EXERCISE INSTRUCTIONS:
Check each statement against the Gallipoli Campaign timeline and answer yes or no, quoting the words of the text that decide it. 1. Three Allied battleships were lost to Turkish mines on 18 March 1915. 2. The Anzacs under Birdwood were to land at Cape Helles. 3. The commander who replaced Hamilton recommended evacuation.

Events of the Gallipoli Campaign
This timeline of events surrounding Gallipoli and the Anzacs focuses largely on the Australian perspective, providing key dates as well as glimpses of life at Gallipoli during the campaign.
Background to the campaign
By early 1915 with deadlock on the Western Front and the Russian army struggling in the east, First Lord of the Admiralty Winston Churchill sought to strike at the Central Powers on a new front in south-eastern Europe, knock Turkey out of the war and open up a much needed relief route to Russia through the Dardanelles.
The campaign began with an attempt to force the Dardanelles by naval power alone but early bombardments on the coastal ports failed and on 18 March 1915, three Allied battleships were lost to Turkish mines. In light of this failure, General Sir Ian Hamilton was appointed to command a 70,000 strong Mediterranean Expeditionary Force which consisted of the British 29th Division, a Newfoundland battalion, Indian troops, two divisions of the new and untried Australian and New Zealand Army Corps (ANZAC), a Royal Naval Division and a French colonial division.
Its mission was to seize the Gallipoli peninsula and clear the way for the Royal Navy to capture the Turkish capital of Constantinople (now Istanbul). The 29th Division under General Sir Aylmer Hunter-Weston was to land at Cape Helles and push inland to capture Achi Baba while Lieutenant General Sir William Birdwood commanding the Anzacs would land further north at Gaba Tepe and strike the Sari Bair heights.
The attack was launched on 25 April 1915 but a combination of unexpectedly hostile terrain and ferocious Turkish defence soon stopped any potential advance and the campaign degenerated into the familiar deadlock of trench warfare. The Turks clung grimly to the high ground while the Allies below found it difficult to dig trenches impervious to their constant shellfire. As the deadlock continued, disease caused by extreme heat and unsanitary conditions would prove almost as deadly as the Turkish fire.
In August, Hamilton, with his force doubled to eleven divisions, tried to break the deadlock with an assault on Suvla Bay, and diversionary attacks at Helles and at Anzac. At Lone Pine the Anzacs were successful but unable to hold their position and at Sari Bair (The Nek) the Australians were cut down as they advanced. Later in August, New Zealanders, Australians, British and Indian forces attempted to take Chunuk Bair but were eventually forced back. The final significant actions took place on 21 August at Hill 60 and Scimitar Hill.
In October, with the campaign stalled, Hamilton was relieved of command. He was replaced by Sir Charles Monro who immediately recommended the Allies should evacuate. This proved to be the most successful part of the entire operation. Anzac Cove and Suvla Bay were evacuated in December 1915 and the Helles area was emptied of troops by 9 January 1916.

GIVEN RECORDS:
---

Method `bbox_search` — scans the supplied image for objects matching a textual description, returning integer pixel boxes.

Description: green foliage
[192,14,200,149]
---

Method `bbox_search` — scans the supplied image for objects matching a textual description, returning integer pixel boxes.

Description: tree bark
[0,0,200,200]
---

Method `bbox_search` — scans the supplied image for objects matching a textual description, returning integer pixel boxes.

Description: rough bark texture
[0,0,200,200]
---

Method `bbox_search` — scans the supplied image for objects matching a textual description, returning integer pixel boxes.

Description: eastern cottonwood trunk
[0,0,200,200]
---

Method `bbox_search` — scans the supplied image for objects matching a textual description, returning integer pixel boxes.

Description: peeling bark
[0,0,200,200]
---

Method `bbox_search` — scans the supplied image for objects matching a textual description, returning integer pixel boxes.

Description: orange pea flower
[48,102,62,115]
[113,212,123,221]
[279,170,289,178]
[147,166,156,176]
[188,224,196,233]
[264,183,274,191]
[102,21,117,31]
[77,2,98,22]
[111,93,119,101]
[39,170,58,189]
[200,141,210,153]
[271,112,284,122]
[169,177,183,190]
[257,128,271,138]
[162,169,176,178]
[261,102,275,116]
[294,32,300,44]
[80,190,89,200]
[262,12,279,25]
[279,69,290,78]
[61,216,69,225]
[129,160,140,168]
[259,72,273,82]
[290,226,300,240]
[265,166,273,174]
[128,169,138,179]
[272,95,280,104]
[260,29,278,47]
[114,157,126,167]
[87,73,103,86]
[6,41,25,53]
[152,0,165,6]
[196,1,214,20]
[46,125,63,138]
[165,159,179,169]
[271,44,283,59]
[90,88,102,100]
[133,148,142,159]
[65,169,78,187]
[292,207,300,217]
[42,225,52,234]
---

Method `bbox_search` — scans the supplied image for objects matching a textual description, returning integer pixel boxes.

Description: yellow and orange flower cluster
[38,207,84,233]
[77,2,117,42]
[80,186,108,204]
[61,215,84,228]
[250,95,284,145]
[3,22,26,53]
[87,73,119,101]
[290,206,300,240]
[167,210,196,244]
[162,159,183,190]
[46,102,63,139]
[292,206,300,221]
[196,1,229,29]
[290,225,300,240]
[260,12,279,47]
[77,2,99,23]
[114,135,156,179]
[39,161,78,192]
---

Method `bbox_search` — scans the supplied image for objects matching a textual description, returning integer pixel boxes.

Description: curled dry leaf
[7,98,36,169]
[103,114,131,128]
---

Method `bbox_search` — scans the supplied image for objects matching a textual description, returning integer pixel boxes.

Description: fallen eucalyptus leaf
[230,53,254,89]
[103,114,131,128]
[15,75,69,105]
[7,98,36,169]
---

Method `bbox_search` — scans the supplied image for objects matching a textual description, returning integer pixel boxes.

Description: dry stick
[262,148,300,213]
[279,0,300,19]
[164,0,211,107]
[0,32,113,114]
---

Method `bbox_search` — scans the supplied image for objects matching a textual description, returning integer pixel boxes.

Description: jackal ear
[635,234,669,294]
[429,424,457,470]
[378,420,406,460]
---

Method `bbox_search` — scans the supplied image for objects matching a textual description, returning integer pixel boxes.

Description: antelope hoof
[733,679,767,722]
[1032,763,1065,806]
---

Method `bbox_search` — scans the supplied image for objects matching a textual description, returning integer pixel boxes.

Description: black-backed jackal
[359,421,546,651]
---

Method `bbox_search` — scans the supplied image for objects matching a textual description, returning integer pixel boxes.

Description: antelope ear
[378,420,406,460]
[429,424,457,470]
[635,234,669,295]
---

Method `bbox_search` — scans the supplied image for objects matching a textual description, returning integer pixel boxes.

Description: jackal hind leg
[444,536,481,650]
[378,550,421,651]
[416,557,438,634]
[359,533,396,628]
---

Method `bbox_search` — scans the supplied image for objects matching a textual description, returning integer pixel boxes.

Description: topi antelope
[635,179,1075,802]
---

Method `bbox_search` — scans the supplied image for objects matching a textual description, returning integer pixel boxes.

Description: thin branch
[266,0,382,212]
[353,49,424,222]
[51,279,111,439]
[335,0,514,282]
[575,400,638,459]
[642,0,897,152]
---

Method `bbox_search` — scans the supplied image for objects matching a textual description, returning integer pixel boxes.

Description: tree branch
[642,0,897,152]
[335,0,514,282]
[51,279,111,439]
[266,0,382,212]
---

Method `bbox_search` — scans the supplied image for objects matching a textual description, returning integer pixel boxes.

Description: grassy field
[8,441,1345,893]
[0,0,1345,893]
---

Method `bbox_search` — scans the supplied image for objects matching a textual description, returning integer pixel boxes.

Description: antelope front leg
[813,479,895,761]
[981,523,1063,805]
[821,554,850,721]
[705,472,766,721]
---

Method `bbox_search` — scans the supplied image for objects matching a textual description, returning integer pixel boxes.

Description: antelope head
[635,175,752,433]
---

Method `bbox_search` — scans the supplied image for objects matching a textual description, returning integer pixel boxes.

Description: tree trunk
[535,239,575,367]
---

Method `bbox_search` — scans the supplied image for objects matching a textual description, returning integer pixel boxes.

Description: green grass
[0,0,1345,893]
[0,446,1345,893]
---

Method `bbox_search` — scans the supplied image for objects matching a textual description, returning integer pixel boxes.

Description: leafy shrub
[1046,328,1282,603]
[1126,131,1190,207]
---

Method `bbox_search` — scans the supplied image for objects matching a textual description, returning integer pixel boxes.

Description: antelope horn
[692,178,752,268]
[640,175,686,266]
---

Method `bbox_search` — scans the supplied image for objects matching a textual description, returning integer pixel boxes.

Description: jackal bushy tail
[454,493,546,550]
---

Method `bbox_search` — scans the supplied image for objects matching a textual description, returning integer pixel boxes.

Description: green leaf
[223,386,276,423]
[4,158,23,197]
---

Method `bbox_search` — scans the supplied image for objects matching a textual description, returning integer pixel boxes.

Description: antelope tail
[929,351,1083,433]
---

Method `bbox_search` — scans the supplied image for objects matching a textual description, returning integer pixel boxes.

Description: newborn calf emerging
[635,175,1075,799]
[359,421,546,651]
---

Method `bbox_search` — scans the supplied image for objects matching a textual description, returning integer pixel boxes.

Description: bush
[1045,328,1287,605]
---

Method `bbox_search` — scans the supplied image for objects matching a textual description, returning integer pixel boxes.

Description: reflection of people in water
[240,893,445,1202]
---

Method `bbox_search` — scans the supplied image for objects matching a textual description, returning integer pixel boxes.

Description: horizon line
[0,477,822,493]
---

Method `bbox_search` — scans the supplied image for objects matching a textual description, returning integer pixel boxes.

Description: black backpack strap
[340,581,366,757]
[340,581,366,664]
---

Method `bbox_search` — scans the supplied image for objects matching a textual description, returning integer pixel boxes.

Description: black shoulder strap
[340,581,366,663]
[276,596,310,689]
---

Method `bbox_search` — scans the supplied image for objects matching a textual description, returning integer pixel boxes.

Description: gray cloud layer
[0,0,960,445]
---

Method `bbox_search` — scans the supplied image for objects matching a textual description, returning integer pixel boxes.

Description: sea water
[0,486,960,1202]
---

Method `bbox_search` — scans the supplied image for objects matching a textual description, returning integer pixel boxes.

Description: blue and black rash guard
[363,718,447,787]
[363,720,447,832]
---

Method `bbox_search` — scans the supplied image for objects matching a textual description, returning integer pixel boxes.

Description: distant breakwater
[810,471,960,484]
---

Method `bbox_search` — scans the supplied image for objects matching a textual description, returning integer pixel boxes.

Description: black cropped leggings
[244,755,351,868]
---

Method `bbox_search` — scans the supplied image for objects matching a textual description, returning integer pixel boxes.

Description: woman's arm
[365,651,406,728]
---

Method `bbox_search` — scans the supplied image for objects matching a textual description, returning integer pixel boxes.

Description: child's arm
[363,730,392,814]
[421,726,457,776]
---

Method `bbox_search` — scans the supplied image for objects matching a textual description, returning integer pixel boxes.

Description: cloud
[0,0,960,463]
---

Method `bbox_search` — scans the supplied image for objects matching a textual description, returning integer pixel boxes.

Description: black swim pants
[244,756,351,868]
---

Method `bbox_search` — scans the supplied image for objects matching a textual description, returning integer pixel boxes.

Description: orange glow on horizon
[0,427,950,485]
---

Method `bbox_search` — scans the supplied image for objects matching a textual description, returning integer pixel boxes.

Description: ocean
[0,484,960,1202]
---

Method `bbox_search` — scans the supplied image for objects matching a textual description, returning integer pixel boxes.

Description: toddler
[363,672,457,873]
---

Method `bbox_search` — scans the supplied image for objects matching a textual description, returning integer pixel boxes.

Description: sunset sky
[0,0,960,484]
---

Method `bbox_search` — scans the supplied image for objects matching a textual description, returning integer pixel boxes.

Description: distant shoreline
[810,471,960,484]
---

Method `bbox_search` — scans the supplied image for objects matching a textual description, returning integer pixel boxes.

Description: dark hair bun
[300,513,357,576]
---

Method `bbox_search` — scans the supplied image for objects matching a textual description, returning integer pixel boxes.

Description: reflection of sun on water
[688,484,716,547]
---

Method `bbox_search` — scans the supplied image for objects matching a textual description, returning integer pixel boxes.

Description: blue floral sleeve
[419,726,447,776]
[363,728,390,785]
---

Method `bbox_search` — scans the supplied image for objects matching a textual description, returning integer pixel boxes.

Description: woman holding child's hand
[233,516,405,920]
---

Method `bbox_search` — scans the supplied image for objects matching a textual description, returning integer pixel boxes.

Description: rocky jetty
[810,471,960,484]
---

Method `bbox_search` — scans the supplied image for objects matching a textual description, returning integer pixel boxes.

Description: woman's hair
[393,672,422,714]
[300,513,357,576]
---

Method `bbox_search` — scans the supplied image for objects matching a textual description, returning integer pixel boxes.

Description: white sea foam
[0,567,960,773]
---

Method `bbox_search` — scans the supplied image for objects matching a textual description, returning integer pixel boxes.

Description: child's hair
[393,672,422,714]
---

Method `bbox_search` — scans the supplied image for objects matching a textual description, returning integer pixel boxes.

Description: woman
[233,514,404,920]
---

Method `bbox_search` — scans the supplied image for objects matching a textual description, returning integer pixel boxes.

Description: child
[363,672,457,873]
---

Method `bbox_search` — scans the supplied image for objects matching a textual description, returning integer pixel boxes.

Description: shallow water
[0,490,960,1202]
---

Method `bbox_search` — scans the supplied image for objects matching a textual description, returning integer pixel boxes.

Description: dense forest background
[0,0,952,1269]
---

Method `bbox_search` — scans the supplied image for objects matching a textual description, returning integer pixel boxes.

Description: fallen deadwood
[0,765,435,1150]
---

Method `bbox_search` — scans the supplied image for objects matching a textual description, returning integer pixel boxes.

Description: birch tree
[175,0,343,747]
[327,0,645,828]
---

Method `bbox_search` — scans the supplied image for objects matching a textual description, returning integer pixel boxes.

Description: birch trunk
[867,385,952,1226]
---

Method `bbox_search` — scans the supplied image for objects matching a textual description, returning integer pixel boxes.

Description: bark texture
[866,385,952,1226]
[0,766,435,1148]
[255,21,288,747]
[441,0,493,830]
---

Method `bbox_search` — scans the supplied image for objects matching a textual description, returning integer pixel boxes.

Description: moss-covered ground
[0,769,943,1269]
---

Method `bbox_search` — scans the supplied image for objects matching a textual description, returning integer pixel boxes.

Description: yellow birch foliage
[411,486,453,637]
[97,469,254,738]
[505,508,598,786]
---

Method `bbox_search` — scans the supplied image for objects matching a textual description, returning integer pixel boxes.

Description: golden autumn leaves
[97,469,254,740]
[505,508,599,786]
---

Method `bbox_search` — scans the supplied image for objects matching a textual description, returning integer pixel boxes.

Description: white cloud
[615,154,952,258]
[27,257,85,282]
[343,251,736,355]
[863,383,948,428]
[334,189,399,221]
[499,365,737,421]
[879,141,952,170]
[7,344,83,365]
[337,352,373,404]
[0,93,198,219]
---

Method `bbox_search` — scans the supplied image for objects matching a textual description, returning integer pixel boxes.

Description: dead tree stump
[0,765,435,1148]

ANSWER BOX:
1. Yes: "on 18 March 1915, three Allied battleships were lost to Turkish mines"
2. No: "Lieutenant General Sir William Birdwood commanding the Anzacs would land further north at Gaba Tepe"
3. Yes: "He was replaced by Sir Charles Monro who immediately recommended the Allies should evacuate."